Please arrange every line of the material below as a numbered list, leaving out any blank lines.

# # #

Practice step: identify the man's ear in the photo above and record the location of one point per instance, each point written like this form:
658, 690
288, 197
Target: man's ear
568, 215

# # #

» **ANSWER TO THIS TASK**
1. Practice step: identify the man's ear in the photo above and record the location of one point per instance, each point written like this form:
2. 658, 690
3. 288, 197
4. Target: man's ear
5. 568, 215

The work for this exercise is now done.